* [Passage to read]
_ _ _ _
1. I don’t think he was arguing about the benefits. I think he was talking about those “zealots” out there that are preaching that TDD is the holy grail.

    Let me ask you this: who test the TEST?

    “Too much” is bad and that goes for software development too, may it be in designing architecture or TDD in this case.

    Chris 2

  2. Well I for one agree with Joel on some grounds.

    Too often have I seen some twisted application of unit testing. Ever seen a project where a unit test required a complete database and some other heap of infrastructure to be able to run? That’s NOT UNIT TESTING.

    But then again I dislike SCRUM in practice too for various reasons. (If someone ever hand me some token to indicate I may talk during a “stand-up” I’m gonna toss it right into a garbage bin.)

    Often the principles behind lots of practices are sound. But once people start implementing stuff on the grounds that it’s what the book tells us to do without considering the benefits and drawbacks for their circumstances… I start to get itchy all over.

    Jeroen Leenarts

  3. Hi Chris! You are right, the benefits were not really involved in the arguments on TDD and design. And that’s exactly the problem: I don’t think you can omit the benefits and just focus on the costs. Of course: too much of anything is bad. Too much of Joel Spolsky is bad too. But if you think like that, you can disqualify everything.

    As for who’s testing the tests: the real code and the real world. When a test fails, you will need to investigate where the error is. Especially during initial construction, there is a fair chance that the error is in fact in the test itself. However, those errors are usually different from errors in the code, so the test will still fail. In a sense, by combining tests with production code, you also test that the test code matches with the real code.

    Of course, not every error will be caught by tests (just the majority that are just stupid bugs). Finally, those bugs will manifest themselves in the real world and will need to be fixed. This means your code has a bug, and, apparently, so does your tests, because it missed the bug. Learning from real world bugs and improving the tests accordingly is an important part of the whole process.

    Mind you: the above is true for any test method, not just unit testing. My question to you is, if you don’t use tests to test the code, how do you validate its quality?
_ _ _ _
* [Rows]

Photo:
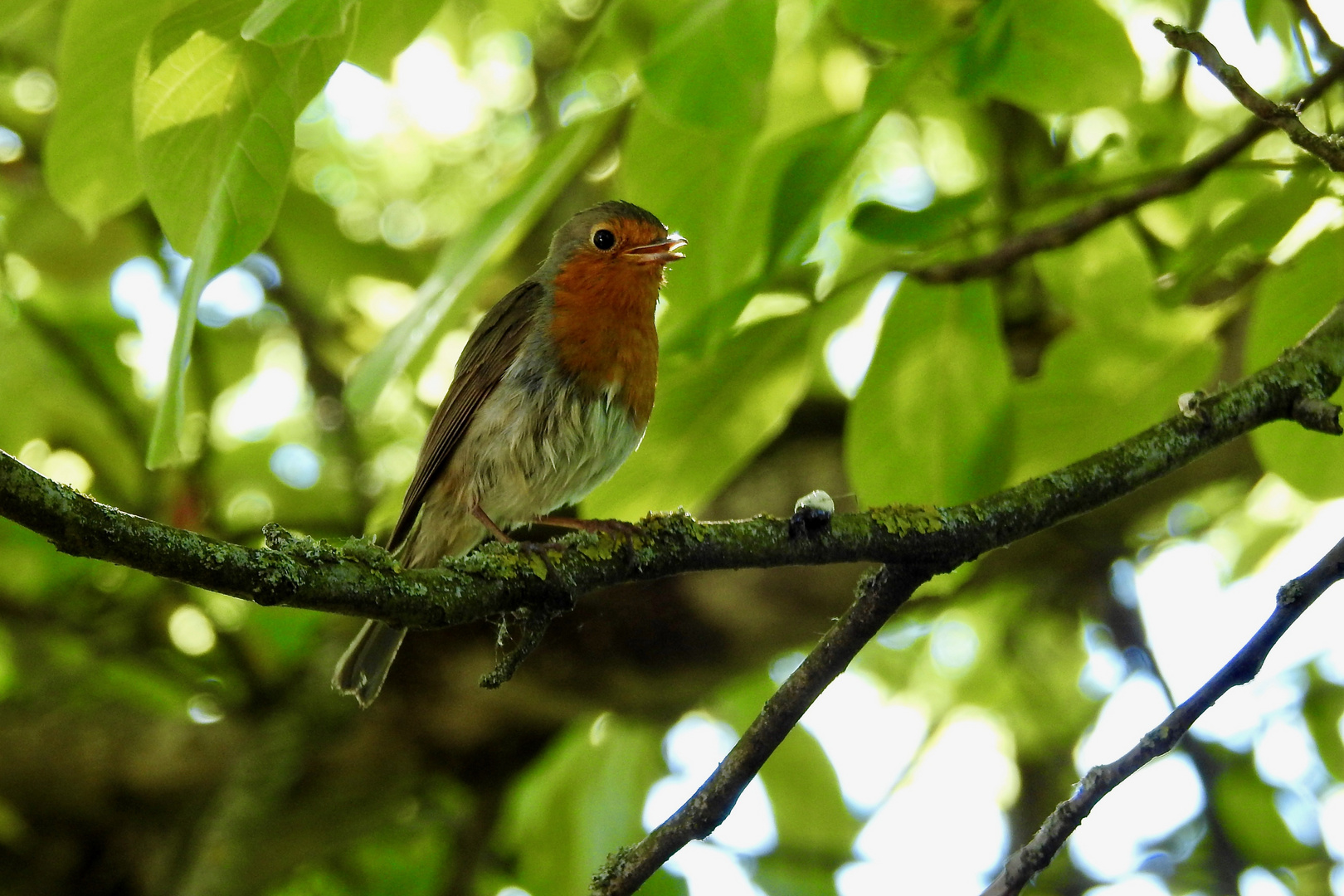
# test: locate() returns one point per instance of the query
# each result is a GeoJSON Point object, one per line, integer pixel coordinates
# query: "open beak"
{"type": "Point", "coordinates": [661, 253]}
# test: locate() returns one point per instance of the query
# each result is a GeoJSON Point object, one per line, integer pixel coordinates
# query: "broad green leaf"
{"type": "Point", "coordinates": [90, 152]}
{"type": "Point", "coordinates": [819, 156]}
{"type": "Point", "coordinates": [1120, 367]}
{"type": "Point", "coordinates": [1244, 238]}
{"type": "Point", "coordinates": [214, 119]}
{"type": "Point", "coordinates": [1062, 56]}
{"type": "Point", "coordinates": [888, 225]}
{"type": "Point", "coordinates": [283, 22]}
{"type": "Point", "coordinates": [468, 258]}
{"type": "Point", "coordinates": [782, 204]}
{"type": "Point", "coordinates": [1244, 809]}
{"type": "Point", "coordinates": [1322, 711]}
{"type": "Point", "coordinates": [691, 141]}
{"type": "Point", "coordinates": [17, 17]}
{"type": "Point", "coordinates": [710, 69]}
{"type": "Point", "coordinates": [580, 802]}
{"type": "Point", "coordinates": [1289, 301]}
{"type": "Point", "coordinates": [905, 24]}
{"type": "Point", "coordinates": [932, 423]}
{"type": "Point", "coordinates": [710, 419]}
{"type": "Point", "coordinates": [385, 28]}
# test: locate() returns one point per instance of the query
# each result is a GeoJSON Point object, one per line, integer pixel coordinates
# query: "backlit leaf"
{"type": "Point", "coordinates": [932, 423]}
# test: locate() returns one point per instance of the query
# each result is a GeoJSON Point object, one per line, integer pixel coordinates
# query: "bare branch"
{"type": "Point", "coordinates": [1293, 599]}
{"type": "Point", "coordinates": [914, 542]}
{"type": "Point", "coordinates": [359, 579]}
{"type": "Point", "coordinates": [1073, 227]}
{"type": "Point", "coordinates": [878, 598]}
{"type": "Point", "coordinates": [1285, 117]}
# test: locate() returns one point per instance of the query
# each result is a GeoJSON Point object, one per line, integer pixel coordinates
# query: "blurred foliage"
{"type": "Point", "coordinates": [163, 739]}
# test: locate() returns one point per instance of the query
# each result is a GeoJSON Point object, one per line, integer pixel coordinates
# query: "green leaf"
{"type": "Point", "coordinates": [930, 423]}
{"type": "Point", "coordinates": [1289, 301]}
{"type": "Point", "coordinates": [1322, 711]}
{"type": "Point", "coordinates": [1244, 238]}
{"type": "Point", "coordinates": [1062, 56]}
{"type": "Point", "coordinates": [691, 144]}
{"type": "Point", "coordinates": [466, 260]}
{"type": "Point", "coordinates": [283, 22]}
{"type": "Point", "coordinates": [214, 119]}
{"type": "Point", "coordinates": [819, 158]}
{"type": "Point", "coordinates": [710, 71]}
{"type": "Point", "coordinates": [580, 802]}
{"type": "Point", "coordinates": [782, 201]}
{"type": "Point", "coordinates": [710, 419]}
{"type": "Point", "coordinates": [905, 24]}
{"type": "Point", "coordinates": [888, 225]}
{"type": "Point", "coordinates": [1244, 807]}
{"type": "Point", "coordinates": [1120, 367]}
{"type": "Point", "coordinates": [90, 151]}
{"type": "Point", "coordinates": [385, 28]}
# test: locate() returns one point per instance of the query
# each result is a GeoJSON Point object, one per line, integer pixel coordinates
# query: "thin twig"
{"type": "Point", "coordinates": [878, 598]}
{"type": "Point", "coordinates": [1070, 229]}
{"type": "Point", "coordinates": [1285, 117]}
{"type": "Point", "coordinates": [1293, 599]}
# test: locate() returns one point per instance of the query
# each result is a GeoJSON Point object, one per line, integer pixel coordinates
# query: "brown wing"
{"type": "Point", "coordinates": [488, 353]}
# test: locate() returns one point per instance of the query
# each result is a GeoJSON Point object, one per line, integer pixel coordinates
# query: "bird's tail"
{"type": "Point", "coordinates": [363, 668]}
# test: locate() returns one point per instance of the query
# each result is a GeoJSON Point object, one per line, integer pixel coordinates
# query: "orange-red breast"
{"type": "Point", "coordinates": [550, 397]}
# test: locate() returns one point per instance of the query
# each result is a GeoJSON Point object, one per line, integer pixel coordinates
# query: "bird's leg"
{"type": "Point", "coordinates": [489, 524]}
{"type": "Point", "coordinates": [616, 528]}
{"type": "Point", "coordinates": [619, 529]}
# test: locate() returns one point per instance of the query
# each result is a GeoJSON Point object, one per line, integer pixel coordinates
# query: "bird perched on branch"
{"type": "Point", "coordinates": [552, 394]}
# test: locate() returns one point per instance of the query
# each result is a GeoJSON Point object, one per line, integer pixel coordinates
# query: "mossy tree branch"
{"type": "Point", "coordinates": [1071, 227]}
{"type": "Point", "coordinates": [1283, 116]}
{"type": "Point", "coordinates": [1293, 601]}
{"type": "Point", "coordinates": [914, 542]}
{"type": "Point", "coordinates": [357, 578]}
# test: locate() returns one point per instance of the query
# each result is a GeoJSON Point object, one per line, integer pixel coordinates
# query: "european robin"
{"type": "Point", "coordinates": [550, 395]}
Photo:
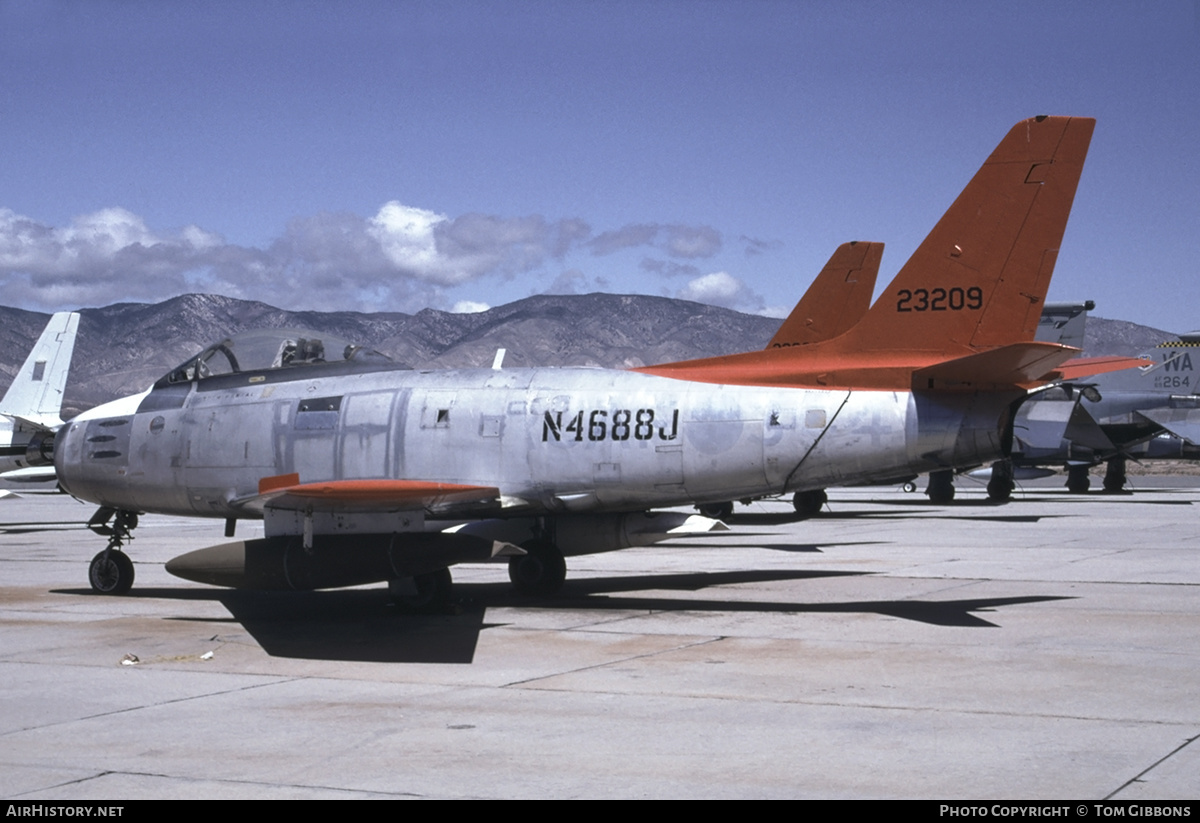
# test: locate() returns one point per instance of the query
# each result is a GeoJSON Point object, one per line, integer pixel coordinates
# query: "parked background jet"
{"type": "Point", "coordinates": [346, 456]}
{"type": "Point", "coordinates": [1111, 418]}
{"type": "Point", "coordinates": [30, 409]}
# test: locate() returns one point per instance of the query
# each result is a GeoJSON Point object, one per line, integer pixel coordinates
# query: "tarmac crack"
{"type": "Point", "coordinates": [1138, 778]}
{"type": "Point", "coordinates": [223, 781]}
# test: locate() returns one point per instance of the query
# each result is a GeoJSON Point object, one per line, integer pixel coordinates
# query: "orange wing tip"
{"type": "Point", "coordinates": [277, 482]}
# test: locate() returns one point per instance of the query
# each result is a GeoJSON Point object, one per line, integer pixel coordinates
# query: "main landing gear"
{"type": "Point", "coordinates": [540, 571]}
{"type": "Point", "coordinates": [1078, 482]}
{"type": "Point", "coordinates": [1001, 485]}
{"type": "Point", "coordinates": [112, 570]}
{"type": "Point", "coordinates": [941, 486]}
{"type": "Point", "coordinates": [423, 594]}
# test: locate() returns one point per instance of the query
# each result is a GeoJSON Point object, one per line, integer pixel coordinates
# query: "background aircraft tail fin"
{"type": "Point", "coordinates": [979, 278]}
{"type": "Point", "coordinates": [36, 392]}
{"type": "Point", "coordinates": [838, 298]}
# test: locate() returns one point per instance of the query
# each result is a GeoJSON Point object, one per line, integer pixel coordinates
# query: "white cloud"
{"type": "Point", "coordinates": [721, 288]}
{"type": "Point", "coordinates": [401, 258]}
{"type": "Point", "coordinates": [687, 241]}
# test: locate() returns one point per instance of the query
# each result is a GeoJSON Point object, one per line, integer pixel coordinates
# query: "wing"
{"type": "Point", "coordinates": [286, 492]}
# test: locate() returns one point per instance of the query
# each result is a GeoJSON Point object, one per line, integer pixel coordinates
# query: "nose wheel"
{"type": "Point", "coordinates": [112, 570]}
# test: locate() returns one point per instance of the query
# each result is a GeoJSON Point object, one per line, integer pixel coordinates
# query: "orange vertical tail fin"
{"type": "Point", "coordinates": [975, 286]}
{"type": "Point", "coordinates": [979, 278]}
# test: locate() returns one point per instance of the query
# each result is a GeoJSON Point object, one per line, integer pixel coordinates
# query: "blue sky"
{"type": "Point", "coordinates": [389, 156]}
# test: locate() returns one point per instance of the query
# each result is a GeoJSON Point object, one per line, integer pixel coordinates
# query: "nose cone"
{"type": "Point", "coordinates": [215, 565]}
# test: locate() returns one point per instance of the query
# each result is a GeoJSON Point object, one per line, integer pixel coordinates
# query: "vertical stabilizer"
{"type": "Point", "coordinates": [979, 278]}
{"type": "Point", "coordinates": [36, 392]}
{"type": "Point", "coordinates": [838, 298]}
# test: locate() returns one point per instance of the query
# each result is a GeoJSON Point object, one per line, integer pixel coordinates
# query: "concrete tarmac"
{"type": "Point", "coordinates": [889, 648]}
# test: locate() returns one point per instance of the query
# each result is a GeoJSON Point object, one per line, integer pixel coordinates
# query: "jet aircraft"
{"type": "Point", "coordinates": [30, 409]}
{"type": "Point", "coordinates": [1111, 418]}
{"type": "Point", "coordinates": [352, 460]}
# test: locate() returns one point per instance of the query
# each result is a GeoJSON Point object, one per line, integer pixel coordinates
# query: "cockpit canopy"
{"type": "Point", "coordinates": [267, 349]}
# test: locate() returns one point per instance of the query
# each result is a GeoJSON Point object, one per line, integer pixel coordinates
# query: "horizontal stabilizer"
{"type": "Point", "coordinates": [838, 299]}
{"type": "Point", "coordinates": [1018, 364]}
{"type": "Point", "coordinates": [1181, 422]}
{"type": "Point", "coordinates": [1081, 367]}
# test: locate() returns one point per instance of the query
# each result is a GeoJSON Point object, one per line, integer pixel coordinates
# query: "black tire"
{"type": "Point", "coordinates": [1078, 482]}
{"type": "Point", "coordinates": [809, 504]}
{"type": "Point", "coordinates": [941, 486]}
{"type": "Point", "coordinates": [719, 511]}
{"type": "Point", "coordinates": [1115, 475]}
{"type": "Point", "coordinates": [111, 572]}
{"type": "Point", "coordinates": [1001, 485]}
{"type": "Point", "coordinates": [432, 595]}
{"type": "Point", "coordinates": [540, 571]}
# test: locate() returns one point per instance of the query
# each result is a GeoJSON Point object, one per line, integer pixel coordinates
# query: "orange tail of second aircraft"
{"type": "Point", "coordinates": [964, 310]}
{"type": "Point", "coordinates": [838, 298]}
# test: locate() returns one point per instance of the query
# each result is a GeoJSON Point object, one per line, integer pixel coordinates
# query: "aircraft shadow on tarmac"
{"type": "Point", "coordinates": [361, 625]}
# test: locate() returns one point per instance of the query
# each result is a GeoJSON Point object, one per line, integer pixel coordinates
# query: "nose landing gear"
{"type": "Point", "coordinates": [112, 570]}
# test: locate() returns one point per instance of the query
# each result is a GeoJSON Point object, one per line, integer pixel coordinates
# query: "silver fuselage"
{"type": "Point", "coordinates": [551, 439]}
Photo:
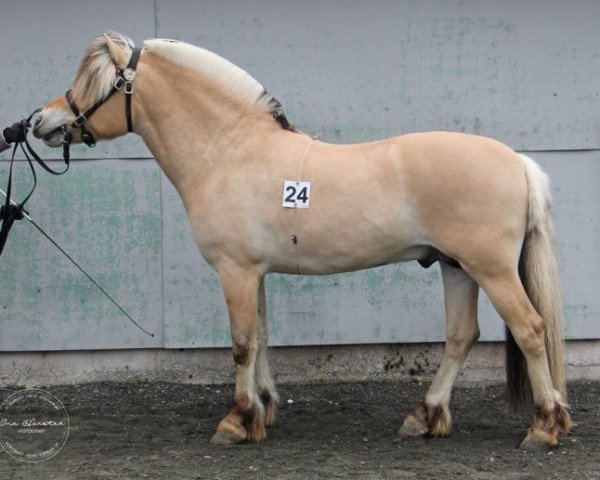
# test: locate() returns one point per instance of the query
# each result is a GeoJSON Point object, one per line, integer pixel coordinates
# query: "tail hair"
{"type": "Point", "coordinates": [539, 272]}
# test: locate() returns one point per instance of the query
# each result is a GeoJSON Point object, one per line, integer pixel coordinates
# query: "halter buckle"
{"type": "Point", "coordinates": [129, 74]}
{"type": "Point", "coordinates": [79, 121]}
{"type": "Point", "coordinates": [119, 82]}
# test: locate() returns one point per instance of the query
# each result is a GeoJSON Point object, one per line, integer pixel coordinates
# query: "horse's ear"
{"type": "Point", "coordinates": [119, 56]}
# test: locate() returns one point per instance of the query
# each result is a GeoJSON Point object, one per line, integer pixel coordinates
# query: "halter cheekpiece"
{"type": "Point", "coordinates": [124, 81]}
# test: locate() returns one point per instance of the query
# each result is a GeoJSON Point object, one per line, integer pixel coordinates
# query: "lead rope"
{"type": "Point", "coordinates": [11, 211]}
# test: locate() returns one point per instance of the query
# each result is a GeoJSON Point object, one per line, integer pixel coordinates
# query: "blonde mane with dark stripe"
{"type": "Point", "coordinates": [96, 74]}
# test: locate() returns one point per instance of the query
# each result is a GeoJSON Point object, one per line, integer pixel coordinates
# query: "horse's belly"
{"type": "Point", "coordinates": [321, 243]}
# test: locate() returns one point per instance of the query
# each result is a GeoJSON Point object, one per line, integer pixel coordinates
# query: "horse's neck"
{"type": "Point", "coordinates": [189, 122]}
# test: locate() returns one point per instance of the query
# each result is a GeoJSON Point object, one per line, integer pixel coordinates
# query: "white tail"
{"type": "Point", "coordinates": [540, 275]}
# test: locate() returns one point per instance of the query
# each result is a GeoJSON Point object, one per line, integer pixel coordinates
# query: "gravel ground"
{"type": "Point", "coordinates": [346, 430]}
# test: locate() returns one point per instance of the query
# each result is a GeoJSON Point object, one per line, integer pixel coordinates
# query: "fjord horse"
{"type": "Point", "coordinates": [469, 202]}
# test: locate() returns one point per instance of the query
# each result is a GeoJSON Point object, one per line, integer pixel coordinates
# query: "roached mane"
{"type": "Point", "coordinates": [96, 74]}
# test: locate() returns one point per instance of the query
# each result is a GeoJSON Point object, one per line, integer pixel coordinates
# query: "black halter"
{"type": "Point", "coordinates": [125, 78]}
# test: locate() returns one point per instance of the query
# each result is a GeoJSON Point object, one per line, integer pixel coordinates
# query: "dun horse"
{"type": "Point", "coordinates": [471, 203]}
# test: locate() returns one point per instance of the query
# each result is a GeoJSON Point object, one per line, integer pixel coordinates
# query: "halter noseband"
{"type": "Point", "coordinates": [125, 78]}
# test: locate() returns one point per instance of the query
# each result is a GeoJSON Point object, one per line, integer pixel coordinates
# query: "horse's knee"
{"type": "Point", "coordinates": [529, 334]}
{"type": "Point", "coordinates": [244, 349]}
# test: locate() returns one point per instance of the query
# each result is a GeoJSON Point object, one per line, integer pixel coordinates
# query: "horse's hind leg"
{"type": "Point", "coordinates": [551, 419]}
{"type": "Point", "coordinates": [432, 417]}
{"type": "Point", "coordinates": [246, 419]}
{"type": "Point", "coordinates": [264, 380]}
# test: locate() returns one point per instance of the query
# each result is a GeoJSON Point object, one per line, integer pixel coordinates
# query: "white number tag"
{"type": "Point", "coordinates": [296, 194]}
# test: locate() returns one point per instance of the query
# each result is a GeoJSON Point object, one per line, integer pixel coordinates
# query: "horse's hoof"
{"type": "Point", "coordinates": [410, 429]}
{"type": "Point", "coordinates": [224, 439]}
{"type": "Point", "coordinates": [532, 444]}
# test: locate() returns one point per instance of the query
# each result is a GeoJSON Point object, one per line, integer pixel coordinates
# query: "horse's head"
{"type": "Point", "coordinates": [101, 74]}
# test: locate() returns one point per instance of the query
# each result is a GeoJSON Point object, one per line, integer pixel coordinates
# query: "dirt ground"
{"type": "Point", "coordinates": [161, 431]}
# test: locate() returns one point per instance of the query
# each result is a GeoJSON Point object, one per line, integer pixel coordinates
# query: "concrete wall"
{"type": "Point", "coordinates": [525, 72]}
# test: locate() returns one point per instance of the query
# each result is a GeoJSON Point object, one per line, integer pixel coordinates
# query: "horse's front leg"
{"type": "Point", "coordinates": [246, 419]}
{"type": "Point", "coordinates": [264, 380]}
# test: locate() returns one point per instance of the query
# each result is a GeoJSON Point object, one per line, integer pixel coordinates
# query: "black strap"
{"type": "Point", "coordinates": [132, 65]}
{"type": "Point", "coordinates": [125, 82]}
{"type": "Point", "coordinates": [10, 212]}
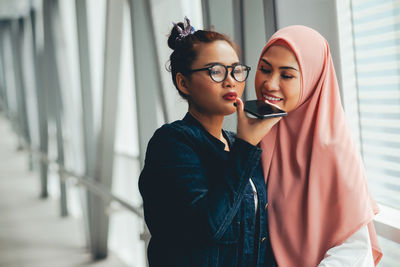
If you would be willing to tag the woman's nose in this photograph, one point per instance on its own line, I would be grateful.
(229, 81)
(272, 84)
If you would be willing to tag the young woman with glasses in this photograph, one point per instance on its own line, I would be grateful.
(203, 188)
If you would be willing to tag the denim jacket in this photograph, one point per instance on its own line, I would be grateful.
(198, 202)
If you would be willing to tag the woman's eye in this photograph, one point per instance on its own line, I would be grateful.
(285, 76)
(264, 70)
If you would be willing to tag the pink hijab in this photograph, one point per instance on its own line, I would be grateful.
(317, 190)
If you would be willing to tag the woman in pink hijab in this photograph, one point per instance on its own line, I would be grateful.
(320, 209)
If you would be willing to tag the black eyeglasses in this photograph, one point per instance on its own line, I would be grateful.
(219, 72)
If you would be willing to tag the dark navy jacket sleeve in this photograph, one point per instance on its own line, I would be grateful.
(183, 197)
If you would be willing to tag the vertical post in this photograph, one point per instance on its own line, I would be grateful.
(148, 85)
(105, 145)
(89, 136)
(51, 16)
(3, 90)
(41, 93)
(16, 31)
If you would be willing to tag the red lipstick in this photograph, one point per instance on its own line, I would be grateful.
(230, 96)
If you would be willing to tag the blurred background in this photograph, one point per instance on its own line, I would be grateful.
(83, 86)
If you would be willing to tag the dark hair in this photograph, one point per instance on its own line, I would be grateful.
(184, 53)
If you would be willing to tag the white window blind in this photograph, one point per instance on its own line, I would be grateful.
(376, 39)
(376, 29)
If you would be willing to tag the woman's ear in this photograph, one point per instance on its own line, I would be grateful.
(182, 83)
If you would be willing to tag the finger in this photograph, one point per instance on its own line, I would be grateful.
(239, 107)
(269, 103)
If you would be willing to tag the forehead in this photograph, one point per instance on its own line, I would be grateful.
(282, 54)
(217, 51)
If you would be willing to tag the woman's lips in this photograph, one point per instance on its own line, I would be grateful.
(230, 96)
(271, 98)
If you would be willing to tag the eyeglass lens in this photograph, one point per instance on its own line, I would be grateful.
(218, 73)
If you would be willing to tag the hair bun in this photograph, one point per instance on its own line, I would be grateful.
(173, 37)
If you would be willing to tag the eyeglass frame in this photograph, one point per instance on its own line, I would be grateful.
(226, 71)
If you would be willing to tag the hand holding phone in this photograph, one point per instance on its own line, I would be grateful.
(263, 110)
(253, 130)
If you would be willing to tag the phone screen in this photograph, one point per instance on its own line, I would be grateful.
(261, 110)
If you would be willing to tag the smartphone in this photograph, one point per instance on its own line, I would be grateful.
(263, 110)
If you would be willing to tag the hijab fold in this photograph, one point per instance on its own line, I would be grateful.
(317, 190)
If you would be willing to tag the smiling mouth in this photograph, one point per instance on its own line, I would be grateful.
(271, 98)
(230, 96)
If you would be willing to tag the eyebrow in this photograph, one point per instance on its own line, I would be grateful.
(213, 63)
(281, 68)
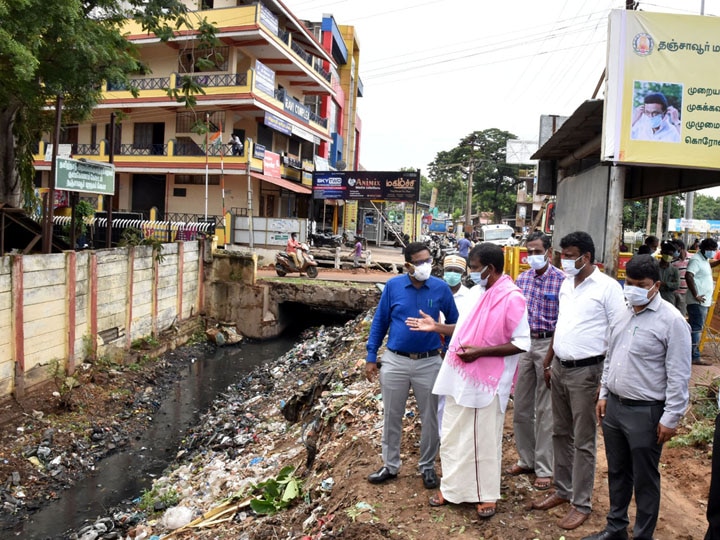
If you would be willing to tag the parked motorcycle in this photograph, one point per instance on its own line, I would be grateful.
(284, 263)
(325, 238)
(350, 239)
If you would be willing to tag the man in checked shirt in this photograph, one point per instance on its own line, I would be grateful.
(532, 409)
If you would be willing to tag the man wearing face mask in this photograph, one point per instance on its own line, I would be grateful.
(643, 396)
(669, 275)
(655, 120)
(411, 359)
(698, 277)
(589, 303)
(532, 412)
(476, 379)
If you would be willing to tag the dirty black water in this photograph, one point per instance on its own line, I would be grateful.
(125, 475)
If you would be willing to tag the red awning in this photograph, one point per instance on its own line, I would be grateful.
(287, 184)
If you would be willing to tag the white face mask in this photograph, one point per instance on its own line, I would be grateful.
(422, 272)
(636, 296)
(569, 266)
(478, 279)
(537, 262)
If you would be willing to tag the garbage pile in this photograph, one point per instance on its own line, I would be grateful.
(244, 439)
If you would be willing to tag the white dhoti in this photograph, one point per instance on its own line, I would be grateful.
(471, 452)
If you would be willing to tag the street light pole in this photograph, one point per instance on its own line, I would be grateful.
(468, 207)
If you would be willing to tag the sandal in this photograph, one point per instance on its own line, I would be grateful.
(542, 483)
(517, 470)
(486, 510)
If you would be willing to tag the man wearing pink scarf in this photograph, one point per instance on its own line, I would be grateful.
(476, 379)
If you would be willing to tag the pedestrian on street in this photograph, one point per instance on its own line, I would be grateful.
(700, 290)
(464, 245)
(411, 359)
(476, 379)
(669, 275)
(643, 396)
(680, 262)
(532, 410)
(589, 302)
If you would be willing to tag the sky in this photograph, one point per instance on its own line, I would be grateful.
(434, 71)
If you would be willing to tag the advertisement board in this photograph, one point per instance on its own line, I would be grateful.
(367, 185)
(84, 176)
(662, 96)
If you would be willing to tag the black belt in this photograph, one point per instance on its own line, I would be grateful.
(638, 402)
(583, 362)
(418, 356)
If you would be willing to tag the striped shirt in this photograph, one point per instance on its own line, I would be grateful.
_ _ _ _
* [Aim]
Reproduce the comment thread on test-driven development above in full, word for word.

* [The solution]
1. I don’t think he was arguing about the benefits. I think he was talking about those “zealots” out there that are preaching that TDD is the holy grail.

    Let me ask you this: who test the TEST?

    “Too much” is bad and that goes for software development too, may it be in designing architecture or TDD in this case.

    Chris 2

  2. Well I for one agree with Joel on some grounds.

    Too often have I seen some twisted application of unit testing. Ever seen a project where a unit test required a complete database and some other heap of infrastructure to be able to run? That’s NOT UNIT TESTING.

    But then again I dislike SCRUM in practice too for various reasons. (If someone ever hand me some token to indicate I may talk during a “stand-up” I’m gonna toss it right into a garbage bin.)

    Often the principles behind lots of practices are sound. But once people start implementing stuff on the grounds that it’s what the book tells us to do without considering the benefits and drawbacks for their circumstances… I start to get itchy all over.

    Jeroen Leenarts

  3. Hi Chris! You are right, the benefits were not really involved in the arguments on TDD and design. And that’s exactly the problem: I don’t think you can omit the benefits and just focus on the costs. Of course: too much of anything is bad. Too much of Joel Spolsky is bad too. But if you think like that, you can disqualify everything.

    As for who’s testing the tests: the real code and the real world. When a test fails, you will need to investigate where the error is. Especially during initial construction, there is a fair chance that the error is in fact in the test itself. However, those errors are usually different from errors in the code, so the test will still fail. In a sense, by combining tests with production code, you also test that the test code matches with the real code.

    Of course, not every error will be caught by tests (just the majority that are just stupid bugs). Finally, those bugs will manifest themselves in the real world and will need to be fixed. This means your code has a bug, and, apparently, so does your tests, because it missed the bug. Learning from real world bugs and improving the tests accordingly is an important part of the whole process.

    Mind you: the above is true for any test method, not just unit testing. My question to you is, if you don’t use tests to test the code, how do you validate its quality?